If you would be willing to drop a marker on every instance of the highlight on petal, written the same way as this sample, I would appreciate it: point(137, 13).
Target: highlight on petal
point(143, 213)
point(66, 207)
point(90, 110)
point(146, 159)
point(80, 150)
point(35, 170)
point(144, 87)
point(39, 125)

_ASSIGNMENT_. Set down every record above, word for word.

_SOLUTION TO THE EXERCISE_.
If you would be willing to drop a marker on every instance of the highlight on petal, written the same way as this sample, I would appreciate it: point(137, 13).
Target: highlight on petal
point(143, 213)
point(66, 207)
point(90, 110)
point(146, 159)
point(80, 150)
point(35, 170)
point(144, 87)
point(39, 125)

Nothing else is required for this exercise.